PROBLEMS TO SOLVE:
(a) Answer the following questions using the sedan chair post.
(i) Which people does the post say would have to be exempted from the sedan chair plan?
(ii) How many CEOs does the commenter signing as Samsam von Virginia say would likely be needed for a smooth, reliable ride?
(iii) What does the commenter Lewis urge the use of instead of sedan chairs?
(b) State whether each statement below agrees with the sedan chair post, and support each answer with the deciding words of the post.
(i) The post suggests requiring everybody to perform one month of sedan chair duty each year.
(ii) Blackwing1 proposes that UAW shops be barred from building the sedan sleighs.
(iii) The post claims the plan would increase traffic congestion.
(c) Extend the sedan chair post, beginning after the point at which it stops.

SUPPLIED TEXT:
Wednesday, December 21, 2011

Get me the President on line one...

I know how he can fix the employment thing and slash air pollution in one stroke, plus throw a bone to the "reduce our dependence on foreign oil" crowd as well as doing something about all those obese people Michelle's always going on about: Replace all private automobiles with sedan chairs.

Seriously, think how many people could instantly find employment carrying other people around. As a sop to the #OCCUPY_MOM'S_BASEMENT class warfare crew, you could even mandate that everybody has to do one month of sedan chair duty for the less fortunate every year. Run a commercial showing a couple CEOs lugging a single mom to pick her kids up from day care and those votes are in the bag.

It would cut down on traffic congestion, and it would encourage everybody to move out of those icky McMansion-riddled suburbs and back into arugula- and culture-filled cities where they can be more easily found by their local ward heeler. Plus, it'd be a finger in the eye of those sanctimonious greener-than-thou Europeans at the next UN eco summit in Monaco or Tahiti or wherever they're holding the next one. Exceptions, of course, would have to be made for government employees on important official business, like firemen and policemen and congressmen. Oh, and foreign diplomats.

This is so right in the wheelhouse of some members of the current administration that I'd be kind of surprised to find that a rough draft wasn't already in existence on the back of an envelope on the bottom of a drawer in the West Wing.

19 comments:

Anonymous said...

I'm not sure two of your typical CEOs could provide a sufficiently smooth, reliable ride; you'll likely need 4. However, whatever you do, do NOT get in the sedan chair with 6 guys carrying it.

Samsam von Virginia

Blackwing1 said...

Could we make 'em seasonal sedan sleighs for up here in da Nort'land?

(Assuming we get enough snow each year...and just think of all the manufacturing jobs it'll create, since I'm not sure there's a sedan-chair industry. And the congress-critters could line their pockets, and bring home some pork, by mandating that UAW-shops are the only ones allowed to build them! Win, win, win...)

Lewis said...

You ignorant, retrograde Luddite! Oh, yeah, sure, let's ignore mankind's inventive/intuitive streak and go back to sedan chairs. Sometimes I honestly doubt if you're serious, sometimes I fear that you are.

Rickshaws, Tam! Rickshaws! Let's use the wheel!

PROVIDED RECORDS:
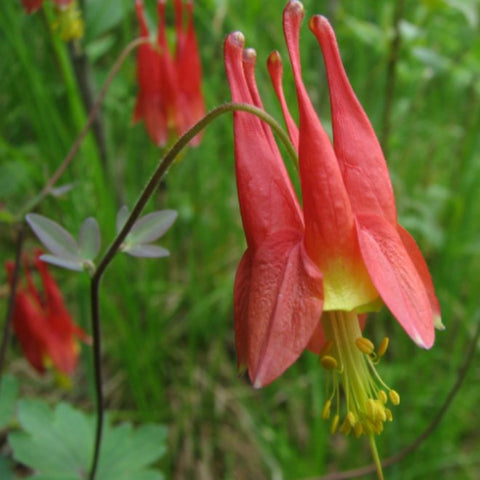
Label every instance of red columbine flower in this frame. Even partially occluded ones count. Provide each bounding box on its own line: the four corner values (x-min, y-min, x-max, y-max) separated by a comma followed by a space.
133, 0, 205, 146
225, 0, 441, 435
6, 251, 90, 375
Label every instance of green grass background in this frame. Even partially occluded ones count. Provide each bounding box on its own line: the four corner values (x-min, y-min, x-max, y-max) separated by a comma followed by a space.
0, 0, 480, 480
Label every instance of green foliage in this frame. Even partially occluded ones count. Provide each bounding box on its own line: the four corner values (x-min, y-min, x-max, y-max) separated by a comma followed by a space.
0, 375, 18, 430
8, 399, 166, 480
0, 0, 480, 480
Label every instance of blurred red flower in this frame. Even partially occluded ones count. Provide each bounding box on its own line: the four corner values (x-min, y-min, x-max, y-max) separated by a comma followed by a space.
133, 0, 205, 146
5, 254, 90, 375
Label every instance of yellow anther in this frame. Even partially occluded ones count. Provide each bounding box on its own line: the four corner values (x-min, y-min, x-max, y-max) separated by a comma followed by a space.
340, 419, 352, 435
320, 355, 338, 370
330, 413, 340, 435
318, 340, 333, 358
365, 398, 376, 420
355, 337, 375, 355
377, 337, 390, 358
377, 390, 388, 405
322, 400, 332, 420
388, 390, 400, 405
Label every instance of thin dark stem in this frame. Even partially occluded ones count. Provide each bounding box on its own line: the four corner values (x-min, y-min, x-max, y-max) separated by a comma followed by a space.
0, 223, 25, 388
19, 37, 150, 218
308, 320, 480, 480
380, 0, 405, 157
89, 103, 298, 480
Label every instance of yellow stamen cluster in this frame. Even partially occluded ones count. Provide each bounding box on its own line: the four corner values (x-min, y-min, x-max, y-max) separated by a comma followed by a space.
320, 311, 400, 437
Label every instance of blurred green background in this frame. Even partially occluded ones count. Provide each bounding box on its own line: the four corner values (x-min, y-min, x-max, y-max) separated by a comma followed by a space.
0, 0, 480, 480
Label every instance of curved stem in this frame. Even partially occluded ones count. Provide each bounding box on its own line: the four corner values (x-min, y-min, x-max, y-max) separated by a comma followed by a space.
89, 103, 298, 480
307, 320, 480, 480
18, 37, 150, 218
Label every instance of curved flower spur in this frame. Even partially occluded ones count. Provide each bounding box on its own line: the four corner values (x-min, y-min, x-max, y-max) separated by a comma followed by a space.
225, 1, 443, 448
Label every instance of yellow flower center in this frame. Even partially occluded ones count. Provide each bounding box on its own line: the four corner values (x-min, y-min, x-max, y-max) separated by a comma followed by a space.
320, 311, 400, 437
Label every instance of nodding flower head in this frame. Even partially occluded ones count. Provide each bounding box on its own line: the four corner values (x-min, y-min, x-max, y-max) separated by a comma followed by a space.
225, 0, 442, 436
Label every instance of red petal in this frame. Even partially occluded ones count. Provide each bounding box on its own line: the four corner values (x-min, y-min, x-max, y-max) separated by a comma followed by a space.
225, 32, 303, 249
235, 231, 323, 387
175, 0, 205, 146
310, 15, 397, 223
357, 215, 435, 348
233, 250, 252, 373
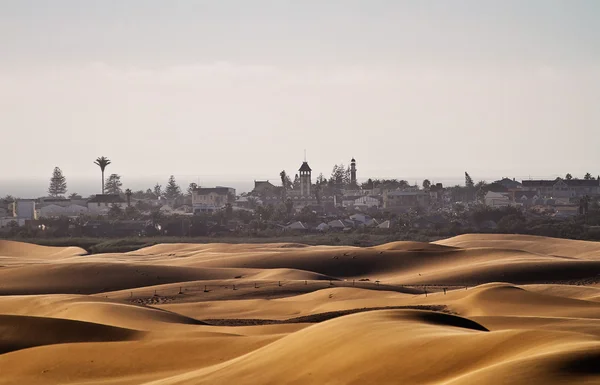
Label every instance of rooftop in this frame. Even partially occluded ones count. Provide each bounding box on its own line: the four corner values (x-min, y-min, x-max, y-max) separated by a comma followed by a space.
88, 194, 125, 203
298, 161, 312, 171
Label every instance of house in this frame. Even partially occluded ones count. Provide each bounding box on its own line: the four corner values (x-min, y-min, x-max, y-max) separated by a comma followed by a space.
13, 199, 37, 220
377, 220, 392, 230
484, 191, 513, 207
38, 203, 65, 218
285, 221, 308, 231
327, 219, 346, 230
251, 180, 277, 196
554, 204, 579, 218
523, 178, 600, 199
192, 186, 235, 214
353, 196, 381, 209
87, 194, 127, 215
316, 223, 329, 232
342, 195, 362, 207
383, 190, 431, 210
493, 178, 523, 191
513, 190, 539, 207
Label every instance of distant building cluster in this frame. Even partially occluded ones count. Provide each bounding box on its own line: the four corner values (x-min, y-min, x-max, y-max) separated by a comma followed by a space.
0, 154, 600, 232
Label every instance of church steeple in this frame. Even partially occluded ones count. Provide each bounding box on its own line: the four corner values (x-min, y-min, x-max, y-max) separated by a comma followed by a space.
298, 158, 312, 197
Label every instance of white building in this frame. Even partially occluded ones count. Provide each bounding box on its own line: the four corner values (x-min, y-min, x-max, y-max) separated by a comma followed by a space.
15, 199, 37, 219
192, 187, 235, 214
87, 194, 127, 215
484, 191, 514, 207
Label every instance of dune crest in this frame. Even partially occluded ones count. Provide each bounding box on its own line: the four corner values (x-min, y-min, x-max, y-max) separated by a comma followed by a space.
0, 234, 600, 385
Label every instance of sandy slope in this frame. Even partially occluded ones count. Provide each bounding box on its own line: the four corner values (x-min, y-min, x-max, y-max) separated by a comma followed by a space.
0, 235, 600, 385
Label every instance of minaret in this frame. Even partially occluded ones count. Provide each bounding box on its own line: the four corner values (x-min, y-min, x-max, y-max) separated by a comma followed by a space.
298, 160, 312, 197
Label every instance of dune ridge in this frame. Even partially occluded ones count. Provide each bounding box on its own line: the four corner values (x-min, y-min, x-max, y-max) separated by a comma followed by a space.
0, 234, 600, 385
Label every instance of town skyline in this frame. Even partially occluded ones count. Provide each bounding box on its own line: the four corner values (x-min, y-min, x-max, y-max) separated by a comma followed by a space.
0, 0, 600, 180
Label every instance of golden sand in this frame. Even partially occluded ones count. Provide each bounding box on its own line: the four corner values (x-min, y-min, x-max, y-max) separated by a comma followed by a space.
0, 235, 600, 385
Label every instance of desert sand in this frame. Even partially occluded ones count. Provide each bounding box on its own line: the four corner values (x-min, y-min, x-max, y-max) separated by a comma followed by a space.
0, 235, 600, 385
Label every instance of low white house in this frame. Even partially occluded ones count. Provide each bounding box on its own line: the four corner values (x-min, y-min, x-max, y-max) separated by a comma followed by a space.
87, 194, 127, 215
354, 196, 380, 208
192, 187, 235, 214
484, 191, 513, 207
65, 204, 88, 217
38, 204, 65, 218
285, 221, 308, 231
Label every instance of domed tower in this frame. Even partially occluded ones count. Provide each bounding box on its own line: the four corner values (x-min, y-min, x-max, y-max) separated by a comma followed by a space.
298, 161, 312, 197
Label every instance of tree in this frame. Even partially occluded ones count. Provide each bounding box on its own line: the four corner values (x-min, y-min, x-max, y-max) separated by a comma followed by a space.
94, 156, 110, 194
330, 163, 348, 187
342, 166, 352, 186
108, 203, 123, 219
279, 170, 288, 200
187, 182, 198, 196
152, 183, 163, 199
105, 174, 123, 195
125, 189, 133, 207
165, 175, 181, 200
48, 167, 67, 197
465, 171, 475, 188
315, 181, 322, 206
125, 206, 141, 219
285, 199, 294, 217
317, 173, 327, 184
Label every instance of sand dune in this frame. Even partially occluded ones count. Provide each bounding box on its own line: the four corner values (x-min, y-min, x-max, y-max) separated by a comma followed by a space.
0, 235, 600, 385
0, 239, 87, 259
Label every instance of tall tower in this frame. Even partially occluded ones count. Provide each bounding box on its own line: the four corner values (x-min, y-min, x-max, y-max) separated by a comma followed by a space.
298, 160, 312, 197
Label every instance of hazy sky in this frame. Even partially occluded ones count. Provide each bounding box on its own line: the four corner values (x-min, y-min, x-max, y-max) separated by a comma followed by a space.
0, 0, 600, 194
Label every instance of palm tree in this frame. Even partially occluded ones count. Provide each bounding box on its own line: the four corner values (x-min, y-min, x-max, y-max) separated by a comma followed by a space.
125, 188, 133, 207
94, 156, 110, 195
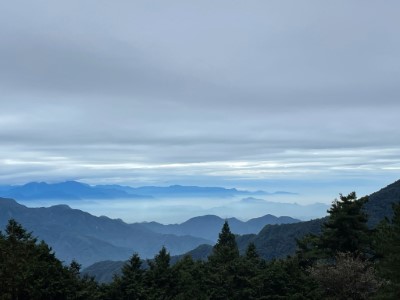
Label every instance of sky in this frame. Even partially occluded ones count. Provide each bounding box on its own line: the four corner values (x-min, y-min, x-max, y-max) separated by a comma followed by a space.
0, 0, 400, 201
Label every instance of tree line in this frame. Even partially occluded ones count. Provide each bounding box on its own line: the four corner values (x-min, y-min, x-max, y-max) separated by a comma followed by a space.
0, 192, 400, 300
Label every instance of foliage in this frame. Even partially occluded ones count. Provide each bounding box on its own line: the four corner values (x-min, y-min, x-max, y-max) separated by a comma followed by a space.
0, 219, 97, 299
309, 252, 382, 299
0, 182, 400, 300
374, 204, 400, 299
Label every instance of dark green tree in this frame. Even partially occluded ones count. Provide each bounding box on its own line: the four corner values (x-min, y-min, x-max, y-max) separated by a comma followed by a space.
207, 221, 239, 299
172, 255, 207, 300
0, 219, 96, 300
297, 192, 372, 265
373, 203, 400, 299
107, 253, 146, 300
319, 192, 371, 256
145, 246, 175, 299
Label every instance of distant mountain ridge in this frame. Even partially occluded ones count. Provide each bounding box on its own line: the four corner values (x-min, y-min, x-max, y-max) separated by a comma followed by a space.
0, 181, 276, 200
139, 214, 300, 242
84, 180, 400, 282
0, 198, 298, 266
0, 198, 212, 266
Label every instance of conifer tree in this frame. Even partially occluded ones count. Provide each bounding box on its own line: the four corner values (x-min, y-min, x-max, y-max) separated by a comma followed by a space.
207, 221, 239, 299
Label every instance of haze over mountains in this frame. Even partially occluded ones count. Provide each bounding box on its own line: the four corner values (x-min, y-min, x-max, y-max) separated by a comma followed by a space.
0, 181, 328, 224
84, 180, 400, 282
0, 198, 297, 266
0, 181, 270, 200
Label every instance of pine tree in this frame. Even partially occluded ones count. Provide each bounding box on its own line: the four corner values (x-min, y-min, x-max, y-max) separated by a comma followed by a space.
374, 203, 400, 299
207, 221, 240, 299
319, 192, 371, 256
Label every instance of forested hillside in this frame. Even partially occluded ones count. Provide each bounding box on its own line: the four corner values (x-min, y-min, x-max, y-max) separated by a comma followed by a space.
0, 182, 400, 299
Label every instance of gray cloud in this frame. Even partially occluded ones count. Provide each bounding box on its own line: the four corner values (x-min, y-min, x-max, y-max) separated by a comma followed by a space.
0, 0, 400, 193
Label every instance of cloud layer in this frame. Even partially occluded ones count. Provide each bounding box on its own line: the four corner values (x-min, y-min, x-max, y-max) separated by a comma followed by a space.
0, 0, 400, 199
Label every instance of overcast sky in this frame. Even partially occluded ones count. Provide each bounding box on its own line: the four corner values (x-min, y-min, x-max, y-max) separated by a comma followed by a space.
0, 0, 400, 202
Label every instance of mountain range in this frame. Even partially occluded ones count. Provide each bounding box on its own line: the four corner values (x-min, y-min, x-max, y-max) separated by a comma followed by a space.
0, 181, 276, 200
0, 198, 298, 266
137, 214, 300, 242
83, 180, 400, 282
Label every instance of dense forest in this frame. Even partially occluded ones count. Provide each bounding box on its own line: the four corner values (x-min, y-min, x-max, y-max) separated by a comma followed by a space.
0, 193, 400, 300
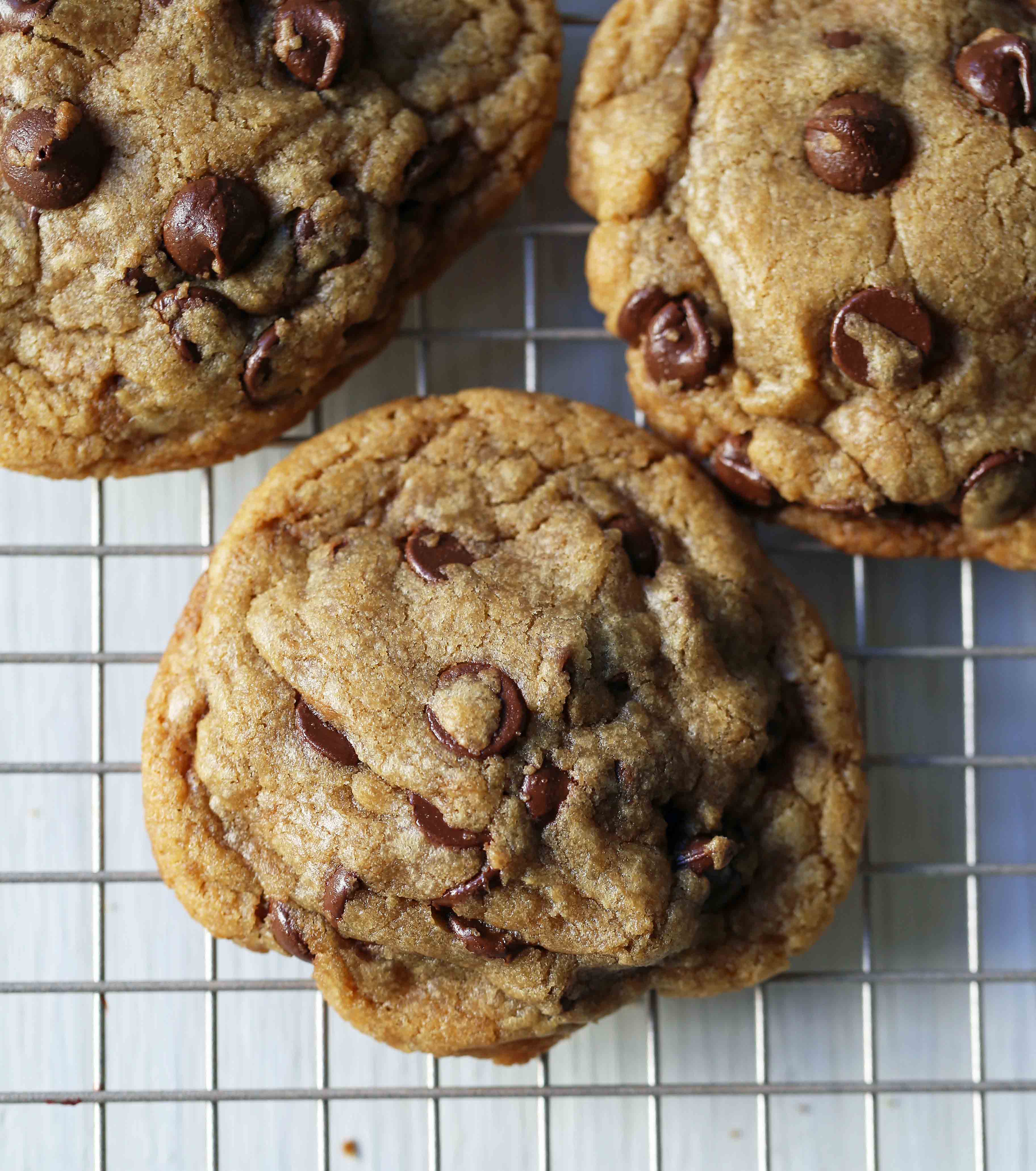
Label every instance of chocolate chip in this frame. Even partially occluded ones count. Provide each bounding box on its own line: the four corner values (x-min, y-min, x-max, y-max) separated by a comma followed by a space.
406, 793, 489, 850
954, 28, 1033, 118
0, 0, 56, 33
708, 436, 778, 508
162, 174, 267, 280
122, 266, 158, 296
151, 285, 239, 365
405, 528, 478, 582
644, 296, 720, 390
274, 0, 362, 89
604, 513, 659, 577
805, 94, 910, 195
521, 765, 573, 825
616, 285, 672, 346
295, 696, 359, 766
267, 903, 313, 964
824, 28, 863, 49
953, 450, 1036, 529
432, 862, 500, 906
831, 288, 932, 386
324, 865, 363, 923
241, 325, 281, 405
425, 663, 529, 760
0, 102, 104, 211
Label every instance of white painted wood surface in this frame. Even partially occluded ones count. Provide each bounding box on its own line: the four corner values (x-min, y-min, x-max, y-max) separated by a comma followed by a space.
0, 0, 1036, 1171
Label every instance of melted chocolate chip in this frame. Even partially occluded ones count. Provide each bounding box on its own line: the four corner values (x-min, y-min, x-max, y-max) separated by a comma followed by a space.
831, 289, 932, 386
805, 94, 910, 195
425, 663, 529, 760
405, 529, 478, 583
616, 285, 672, 346
267, 903, 313, 964
644, 296, 720, 390
324, 865, 363, 923
604, 513, 659, 577
162, 174, 267, 280
406, 793, 489, 850
274, 0, 362, 89
954, 28, 1033, 118
708, 436, 778, 508
295, 696, 359, 767
0, 102, 104, 211
521, 765, 573, 825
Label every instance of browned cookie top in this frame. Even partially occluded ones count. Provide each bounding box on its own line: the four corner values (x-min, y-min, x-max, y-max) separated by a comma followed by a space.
571, 0, 1036, 566
144, 391, 864, 1057
0, 0, 561, 475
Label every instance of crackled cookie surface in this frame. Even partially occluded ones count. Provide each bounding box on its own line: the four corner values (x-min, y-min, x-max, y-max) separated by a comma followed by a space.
571, 0, 1036, 568
0, 0, 561, 475
144, 391, 865, 1061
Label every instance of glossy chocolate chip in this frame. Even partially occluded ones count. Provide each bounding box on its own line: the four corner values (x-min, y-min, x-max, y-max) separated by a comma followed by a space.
267, 903, 313, 964
805, 94, 910, 195
432, 862, 500, 906
425, 663, 529, 760
616, 285, 672, 346
404, 528, 478, 582
644, 296, 720, 390
954, 28, 1033, 118
0, 102, 104, 211
824, 28, 863, 49
954, 450, 1036, 529
324, 865, 363, 923
831, 289, 932, 386
151, 285, 238, 365
521, 765, 573, 825
274, 0, 361, 89
708, 436, 778, 508
162, 174, 267, 280
0, 0, 56, 33
295, 696, 359, 766
604, 513, 659, 577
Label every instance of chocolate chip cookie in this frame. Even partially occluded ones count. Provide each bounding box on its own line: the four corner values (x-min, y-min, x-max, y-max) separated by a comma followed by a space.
570, 0, 1036, 568
143, 390, 865, 1062
0, 0, 561, 476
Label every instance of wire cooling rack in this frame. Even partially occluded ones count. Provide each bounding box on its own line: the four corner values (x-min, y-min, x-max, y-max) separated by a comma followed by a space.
0, 0, 1036, 1171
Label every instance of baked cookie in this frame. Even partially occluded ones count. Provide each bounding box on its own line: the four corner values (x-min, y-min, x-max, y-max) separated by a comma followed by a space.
0, 0, 561, 476
570, 0, 1036, 568
143, 390, 865, 1062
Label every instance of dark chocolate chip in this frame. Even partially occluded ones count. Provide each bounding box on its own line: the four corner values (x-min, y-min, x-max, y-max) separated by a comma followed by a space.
708, 436, 778, 508
604, 513, 659, 577
0, 102, 104, 211
831, 288, 932, 386
954, 28, 1033, 118
805, 94, 910, 195
616, 285, 672, 346
824, 28, 863, 49
267, 903, 313, 964
644, 296, 720, 390
295, 696, 359, 766
406, 793, 489, 850
425, 663, 529, 760
162, 174, 267, 280
952, 450, 1036, 529
432, 862, 500, 906
274, 0, 362, 89
122, 266, 158, 296
405, 528, 478, 582
324, 865, 363, 923
241, 325, 281, 405
0, 0, 56, 33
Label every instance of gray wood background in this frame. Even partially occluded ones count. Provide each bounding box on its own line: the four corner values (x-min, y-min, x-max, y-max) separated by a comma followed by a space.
0, 0, 1036, 1171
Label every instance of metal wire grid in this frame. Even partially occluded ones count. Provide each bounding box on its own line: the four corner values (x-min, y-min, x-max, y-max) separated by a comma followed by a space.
0, 15, 1036, 1171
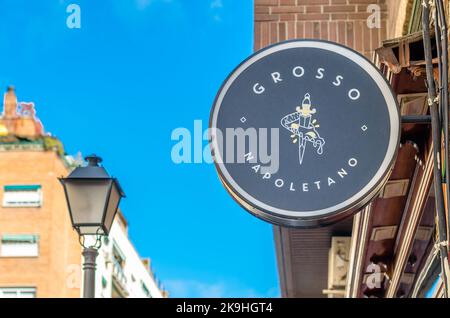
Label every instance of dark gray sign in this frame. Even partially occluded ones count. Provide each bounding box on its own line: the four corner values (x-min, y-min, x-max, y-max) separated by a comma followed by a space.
210, 40, 400, 227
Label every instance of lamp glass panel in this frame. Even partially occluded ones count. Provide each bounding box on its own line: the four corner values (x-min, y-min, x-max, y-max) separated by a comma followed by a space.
79, 225, 105, 235
105, 182, 121, 232
65, 180, 112, 226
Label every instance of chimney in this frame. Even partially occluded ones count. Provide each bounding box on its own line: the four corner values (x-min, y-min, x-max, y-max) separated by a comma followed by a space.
3, 86, 17, 119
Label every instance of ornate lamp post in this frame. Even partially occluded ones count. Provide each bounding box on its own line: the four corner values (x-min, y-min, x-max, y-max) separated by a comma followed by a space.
59, 155, 125, 298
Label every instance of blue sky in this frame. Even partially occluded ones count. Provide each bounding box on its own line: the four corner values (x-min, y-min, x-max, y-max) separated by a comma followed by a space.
0, 0, 279, 297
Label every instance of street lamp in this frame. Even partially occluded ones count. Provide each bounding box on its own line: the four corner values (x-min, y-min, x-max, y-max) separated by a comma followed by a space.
59, 155, 125, 298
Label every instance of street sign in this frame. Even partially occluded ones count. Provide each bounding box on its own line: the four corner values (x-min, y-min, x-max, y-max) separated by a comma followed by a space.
210, 40, 400, 227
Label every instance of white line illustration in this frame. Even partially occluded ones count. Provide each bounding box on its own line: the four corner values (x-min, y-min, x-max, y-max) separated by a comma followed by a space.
281, 93, 325, 165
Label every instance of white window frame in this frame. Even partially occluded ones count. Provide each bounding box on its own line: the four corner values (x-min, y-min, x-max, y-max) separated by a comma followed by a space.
0, 234, 39, 258
0, 287, 36, 298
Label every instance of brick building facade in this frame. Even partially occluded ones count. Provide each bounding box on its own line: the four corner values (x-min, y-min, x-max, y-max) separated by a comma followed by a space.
254, 0, 396, 59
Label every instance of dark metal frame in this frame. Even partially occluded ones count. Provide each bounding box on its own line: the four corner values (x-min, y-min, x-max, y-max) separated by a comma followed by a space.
422, 0, 448, 297
58, 155, 125, 235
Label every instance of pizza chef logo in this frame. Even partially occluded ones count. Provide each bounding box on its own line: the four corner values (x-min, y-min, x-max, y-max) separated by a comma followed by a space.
281, 93, 325, 165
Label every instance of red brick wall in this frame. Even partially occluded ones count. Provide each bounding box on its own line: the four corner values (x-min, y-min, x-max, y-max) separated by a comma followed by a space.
254, 0, 387, 59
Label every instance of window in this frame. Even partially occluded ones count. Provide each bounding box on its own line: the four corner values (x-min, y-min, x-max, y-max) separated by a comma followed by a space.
3, 185, 42, 207
0, 234, 39, 257
0, 287, 36, 298
141, 280, 152, 298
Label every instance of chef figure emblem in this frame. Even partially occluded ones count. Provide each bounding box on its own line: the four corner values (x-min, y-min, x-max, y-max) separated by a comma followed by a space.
281, 93, 325, 164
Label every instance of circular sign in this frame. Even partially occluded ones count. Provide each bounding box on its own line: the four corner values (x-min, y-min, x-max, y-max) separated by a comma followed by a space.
210, 40, 400, 227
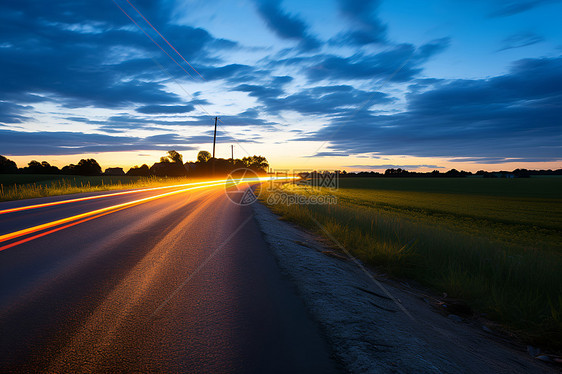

THE ANSWERS:
(a)
(i) Government employees on important official business, such as firemen, policemen and congressmen, and also foreign diplomats.
(ii) Four.
(iii) Rickshaws.

(b)
(i) Yes: "you could even mandate that everybody has to do one month of sedan chair duty for the less fortunate every year."
(ii) No: "by mandating that UAW-shops are the only ones allowed to build them!"
(iii) No: "It would cut down on traffic congestion"

(c)
Peter said...

Oh, Tam! Sedan chairs? You're pandering to the rich again! They need to do their fair share, and give up their sedan chairs for humble wicker basket-weave stools, produced using sustainably-grown bamboo by oppressed women in Bangladesh, who will use the proceeds to rescue their children from hurricane-induced poverty!

;-)

CGHill said...

The sedan chairs worry me less than the inevitable sport-utility divans.

Bubblehead Les. said...

Well, if we go with Sedan Chairs, does that mean the Army has to use UpArmored Chariots?

And on a related note, does that mean if I order a book from Amazon, a Carrier Pigeon will deliver the Scroll?

Anonymous said...

Silly Girl!
They don't want jobs, they want a check.

Borepatch said...

If we ban the sun, the candle makers will prosper.

mikee said...

True Story: A Harvard professor who was a bit elderly but beloved by his research students was sometimes carried from boisterous parties back to his campus apartmnet in a sedan chair, manned by his drunken research group. A campus cop stopped their loud progress across campus one night. When the professor accepted responsibility for the noise, the cop suggested he should stick to his lab instead of rioting across the campus, and maybe he'd get a Nobel prize. The prof proudly responded in a drunken roar that he already had a Nobel prize, and ordered his chair carriers to proceed onward, leaving the cop in his wake.

So sedan chairs have got that going for them, already.

Chris said...

Sounds like "A Modest Proposal . . ."

ExurbanKevin said...

"The President's on line one."

"President of what?"

"He wants to know if you've stopped the aliens or if it's ok to blow up Russia."

"Tell him 'Yes' on one and 'No' on two."

"Wait, which was 'Yes', blow up Russia or the second one?"

Anonymous said...

As part of my initiation to engineering school, we had to build a sedan chair ( in this case with a white porcelain toilet on a platform) and carry some unfortunate soul clinging for dear life across a campus wide obstacle course as fast as humanly possible.

Aside from the abject look of terror of the (usually female) eng student riding the thing as 8 somewhat inebriated 18-19yo's students ran energetically up and down stairs, over piles of tires, through a pond, etc... I will always relish the look of disbelief on the campus cop who unwisely parked his SUV across the finishing line while he tried to "restore order" and stop this unseemly display of utter chaos.

No one had told the contestant teams who just saw another @#$@#% obstacle in their way and who one after another went OVER the SUV sedan throne and all, with some alacrity.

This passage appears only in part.